* [MATERIAL FOR THE TASK]
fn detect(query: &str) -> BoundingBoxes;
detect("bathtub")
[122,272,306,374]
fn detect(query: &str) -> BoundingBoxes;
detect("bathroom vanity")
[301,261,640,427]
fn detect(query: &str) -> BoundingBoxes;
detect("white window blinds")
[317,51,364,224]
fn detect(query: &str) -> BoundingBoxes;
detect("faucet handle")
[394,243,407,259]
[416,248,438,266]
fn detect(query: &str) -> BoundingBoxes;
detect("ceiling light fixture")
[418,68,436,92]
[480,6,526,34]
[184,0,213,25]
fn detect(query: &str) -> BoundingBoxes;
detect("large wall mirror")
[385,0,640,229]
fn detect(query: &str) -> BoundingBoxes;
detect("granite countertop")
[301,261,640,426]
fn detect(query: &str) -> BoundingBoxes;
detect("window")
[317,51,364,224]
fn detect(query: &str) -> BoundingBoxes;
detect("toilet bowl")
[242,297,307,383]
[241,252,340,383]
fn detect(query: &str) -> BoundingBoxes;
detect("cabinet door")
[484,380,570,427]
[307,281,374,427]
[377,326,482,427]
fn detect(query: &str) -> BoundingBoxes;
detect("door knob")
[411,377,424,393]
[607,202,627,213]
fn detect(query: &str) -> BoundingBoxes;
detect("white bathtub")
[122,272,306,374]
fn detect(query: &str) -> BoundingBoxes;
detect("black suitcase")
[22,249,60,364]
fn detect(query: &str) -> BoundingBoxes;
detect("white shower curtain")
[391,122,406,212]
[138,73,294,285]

* [WHAT NEEDS TO BE DONE] State how many lines in the material above contain the string "window". Reply with the number only.

* [WRITTEN REPLY] 2